Text segment:
Even the modern new building housing the salvaged and totemic Lutine Bell and built by a famous “name” architect is part of the story.

Barnes eloquently shows how an institution believed to be “the highest name of honesty“, seen as part of a certain sort of honourable Englishness, around for three hundred and five years, a stalwart of the City, selling its services around the world, as venerable as the Bank of England and thought to be as safe, came to be seen, harshly but accurately, as “a cesspit of dishonesty“.

If only this had been published more widely than in a US publication and, later, a book of essays.  If only we had paid more attention.  If only we had learnt the lessons that were there to be learnt.

Everything that went wrong in the run up to the near collapse of the Lloyds insurance market happened again two decades later and led to the financial crash 10 years ago, even with the benefit of external regulation and control.  Indeed, pretty much the same things happened in the lead in to most financial scandals going back hundreds of years.

And, human nature being what it is, it’s a pretty safe bet that a version of all or some of these will happen the next time, may indeed be happening now.  The same behaviours will once again come under the spotlight when the the next scandal becomes known, with its inevitable backing chorus.

The task:
List every sentence in the passage about the Lloyds insurance market that begins with "If only". The rows that follow have no connection to the passage.

Dataset:
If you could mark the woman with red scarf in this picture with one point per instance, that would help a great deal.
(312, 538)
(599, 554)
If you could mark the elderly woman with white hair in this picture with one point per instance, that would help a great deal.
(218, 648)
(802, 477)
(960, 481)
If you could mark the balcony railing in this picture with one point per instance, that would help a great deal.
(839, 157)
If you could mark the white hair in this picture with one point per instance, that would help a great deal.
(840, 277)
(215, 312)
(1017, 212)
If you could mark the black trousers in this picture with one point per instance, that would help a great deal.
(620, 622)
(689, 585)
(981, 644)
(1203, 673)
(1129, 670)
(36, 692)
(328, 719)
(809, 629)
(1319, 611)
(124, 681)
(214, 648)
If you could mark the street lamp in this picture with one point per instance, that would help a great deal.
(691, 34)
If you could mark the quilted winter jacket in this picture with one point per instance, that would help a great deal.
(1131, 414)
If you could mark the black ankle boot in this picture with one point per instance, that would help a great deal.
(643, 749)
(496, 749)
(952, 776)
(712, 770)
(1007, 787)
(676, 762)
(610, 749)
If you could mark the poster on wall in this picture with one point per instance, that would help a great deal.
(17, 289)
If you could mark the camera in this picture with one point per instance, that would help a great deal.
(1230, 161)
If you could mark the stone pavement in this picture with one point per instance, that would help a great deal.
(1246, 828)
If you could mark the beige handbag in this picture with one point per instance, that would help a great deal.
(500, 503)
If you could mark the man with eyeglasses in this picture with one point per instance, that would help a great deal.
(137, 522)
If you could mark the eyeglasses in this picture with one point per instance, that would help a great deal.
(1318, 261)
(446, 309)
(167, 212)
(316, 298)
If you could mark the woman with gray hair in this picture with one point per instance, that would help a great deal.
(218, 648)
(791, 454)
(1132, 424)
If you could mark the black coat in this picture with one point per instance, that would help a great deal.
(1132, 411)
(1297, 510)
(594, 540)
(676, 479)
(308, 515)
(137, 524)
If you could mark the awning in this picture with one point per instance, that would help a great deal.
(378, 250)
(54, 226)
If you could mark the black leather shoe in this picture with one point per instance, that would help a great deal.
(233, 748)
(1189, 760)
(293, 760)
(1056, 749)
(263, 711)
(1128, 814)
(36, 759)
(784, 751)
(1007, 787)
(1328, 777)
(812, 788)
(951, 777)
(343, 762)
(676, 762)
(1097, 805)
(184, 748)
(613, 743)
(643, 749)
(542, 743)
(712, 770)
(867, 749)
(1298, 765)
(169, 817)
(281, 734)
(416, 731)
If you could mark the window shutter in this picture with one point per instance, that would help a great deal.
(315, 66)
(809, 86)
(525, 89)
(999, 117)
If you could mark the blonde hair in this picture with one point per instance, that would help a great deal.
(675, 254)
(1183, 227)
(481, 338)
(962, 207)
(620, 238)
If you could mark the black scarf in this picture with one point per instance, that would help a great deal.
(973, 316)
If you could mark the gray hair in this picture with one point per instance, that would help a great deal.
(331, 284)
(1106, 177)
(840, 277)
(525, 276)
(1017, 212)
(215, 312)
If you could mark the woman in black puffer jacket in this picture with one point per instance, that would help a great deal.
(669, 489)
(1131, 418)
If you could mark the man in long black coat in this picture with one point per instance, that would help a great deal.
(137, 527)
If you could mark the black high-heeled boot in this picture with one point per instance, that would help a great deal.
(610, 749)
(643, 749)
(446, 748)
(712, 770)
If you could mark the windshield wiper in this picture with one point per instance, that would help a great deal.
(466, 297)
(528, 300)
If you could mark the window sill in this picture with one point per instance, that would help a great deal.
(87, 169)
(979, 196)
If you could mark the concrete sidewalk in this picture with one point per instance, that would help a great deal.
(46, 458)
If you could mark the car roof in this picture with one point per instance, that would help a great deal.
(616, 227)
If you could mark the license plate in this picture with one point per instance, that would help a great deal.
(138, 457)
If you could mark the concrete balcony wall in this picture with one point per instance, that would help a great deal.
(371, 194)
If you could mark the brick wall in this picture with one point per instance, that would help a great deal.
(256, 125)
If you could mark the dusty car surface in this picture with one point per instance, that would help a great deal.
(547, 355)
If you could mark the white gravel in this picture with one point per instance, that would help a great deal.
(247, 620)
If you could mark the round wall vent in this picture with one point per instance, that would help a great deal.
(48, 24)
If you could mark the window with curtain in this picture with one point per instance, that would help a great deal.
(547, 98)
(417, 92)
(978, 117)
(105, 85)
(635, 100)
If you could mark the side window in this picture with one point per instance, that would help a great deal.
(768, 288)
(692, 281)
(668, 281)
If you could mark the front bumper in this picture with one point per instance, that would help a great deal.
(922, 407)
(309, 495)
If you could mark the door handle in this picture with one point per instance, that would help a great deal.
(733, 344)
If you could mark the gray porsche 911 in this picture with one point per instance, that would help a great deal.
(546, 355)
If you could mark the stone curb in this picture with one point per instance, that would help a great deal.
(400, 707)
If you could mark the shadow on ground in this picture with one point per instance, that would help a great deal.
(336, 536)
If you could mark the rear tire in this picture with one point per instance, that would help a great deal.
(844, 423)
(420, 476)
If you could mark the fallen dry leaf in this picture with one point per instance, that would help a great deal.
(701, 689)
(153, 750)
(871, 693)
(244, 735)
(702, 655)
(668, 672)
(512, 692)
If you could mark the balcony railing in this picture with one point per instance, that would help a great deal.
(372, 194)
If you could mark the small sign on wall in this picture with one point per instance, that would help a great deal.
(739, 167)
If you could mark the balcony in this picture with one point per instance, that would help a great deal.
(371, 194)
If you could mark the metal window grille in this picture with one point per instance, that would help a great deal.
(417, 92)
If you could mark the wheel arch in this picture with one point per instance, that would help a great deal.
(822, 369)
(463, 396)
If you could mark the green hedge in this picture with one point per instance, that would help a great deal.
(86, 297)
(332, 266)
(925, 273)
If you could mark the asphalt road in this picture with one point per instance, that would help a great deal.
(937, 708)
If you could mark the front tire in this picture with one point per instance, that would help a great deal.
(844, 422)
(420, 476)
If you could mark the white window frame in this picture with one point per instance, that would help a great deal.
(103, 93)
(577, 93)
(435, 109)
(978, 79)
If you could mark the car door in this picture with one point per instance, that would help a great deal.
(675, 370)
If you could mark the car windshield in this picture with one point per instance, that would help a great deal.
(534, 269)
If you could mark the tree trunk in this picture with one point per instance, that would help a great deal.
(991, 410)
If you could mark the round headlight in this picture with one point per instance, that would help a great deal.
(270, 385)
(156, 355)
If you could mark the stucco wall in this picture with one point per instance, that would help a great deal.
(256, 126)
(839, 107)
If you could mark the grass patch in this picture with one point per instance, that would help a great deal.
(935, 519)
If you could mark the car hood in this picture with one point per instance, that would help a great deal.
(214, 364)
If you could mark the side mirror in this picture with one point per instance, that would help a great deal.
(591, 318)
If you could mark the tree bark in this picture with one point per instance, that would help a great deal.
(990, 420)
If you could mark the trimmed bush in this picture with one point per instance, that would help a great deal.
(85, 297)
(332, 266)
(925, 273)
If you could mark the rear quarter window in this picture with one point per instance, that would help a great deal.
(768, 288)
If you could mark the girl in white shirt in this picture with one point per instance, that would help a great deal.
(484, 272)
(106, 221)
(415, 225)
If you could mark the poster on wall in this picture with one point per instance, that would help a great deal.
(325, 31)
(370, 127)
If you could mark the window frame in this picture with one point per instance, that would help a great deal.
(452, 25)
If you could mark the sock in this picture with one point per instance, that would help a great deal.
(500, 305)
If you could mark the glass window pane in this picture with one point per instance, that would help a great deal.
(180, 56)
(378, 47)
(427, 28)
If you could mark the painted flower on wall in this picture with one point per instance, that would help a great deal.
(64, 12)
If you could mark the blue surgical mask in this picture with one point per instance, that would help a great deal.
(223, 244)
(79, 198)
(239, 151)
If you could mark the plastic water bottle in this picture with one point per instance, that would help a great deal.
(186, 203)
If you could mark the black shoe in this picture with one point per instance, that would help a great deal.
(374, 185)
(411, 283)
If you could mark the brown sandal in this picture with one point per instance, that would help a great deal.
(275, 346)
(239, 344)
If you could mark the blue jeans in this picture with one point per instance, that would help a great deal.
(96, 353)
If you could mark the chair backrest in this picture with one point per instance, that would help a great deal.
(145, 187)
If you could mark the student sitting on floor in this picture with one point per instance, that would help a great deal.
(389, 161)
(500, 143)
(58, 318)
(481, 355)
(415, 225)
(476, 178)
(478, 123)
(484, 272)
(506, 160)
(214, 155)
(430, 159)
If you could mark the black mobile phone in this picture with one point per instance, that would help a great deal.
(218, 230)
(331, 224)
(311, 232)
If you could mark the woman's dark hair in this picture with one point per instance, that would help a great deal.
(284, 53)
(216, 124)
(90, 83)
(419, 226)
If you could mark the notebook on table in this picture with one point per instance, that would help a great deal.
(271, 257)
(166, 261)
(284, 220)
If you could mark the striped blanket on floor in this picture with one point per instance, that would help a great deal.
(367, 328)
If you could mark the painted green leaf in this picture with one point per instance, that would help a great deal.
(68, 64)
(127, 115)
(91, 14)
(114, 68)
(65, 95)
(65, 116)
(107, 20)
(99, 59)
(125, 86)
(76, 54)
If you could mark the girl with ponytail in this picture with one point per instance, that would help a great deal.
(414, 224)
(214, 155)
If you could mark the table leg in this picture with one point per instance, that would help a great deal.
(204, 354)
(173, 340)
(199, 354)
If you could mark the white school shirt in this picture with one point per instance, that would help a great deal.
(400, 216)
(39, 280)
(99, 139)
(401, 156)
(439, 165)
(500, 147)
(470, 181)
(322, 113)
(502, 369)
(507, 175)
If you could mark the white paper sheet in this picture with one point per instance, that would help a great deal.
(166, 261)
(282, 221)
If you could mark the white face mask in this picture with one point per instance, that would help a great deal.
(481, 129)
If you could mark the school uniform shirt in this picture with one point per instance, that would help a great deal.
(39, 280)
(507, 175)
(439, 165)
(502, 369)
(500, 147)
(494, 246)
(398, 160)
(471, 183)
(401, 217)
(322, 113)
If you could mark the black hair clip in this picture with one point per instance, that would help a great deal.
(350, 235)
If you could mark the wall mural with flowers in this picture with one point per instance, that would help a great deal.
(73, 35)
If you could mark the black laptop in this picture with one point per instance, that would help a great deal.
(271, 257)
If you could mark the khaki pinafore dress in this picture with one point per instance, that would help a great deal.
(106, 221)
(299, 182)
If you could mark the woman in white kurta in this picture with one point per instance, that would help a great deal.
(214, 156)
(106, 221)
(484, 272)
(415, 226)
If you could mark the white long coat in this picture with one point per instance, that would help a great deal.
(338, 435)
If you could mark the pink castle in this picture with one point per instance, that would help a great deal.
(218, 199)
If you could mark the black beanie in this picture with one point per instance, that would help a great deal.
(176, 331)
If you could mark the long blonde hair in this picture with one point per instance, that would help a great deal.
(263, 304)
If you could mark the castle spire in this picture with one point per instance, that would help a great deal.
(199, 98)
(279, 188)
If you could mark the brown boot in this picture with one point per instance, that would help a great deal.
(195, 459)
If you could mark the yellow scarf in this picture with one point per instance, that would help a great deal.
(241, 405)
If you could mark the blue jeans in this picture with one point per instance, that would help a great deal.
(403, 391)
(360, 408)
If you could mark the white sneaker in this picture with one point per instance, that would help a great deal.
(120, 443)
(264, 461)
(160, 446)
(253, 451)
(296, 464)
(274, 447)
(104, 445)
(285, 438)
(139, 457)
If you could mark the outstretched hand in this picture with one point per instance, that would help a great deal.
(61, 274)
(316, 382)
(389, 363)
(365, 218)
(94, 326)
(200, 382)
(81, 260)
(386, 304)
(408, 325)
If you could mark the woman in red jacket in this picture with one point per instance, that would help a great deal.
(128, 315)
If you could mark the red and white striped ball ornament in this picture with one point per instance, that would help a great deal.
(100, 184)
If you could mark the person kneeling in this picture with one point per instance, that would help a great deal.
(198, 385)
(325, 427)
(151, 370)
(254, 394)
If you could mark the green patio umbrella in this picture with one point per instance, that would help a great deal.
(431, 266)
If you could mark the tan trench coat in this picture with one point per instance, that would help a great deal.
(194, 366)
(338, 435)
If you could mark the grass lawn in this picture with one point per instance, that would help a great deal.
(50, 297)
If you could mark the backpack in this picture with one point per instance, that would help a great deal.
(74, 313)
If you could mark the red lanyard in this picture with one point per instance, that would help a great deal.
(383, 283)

The result:
1. If only this had been published more widely than in a US publication and, later, a book of essays.
2. If only we had paid more attention.
3. If only we had learnt the lessons that were there to be learnt.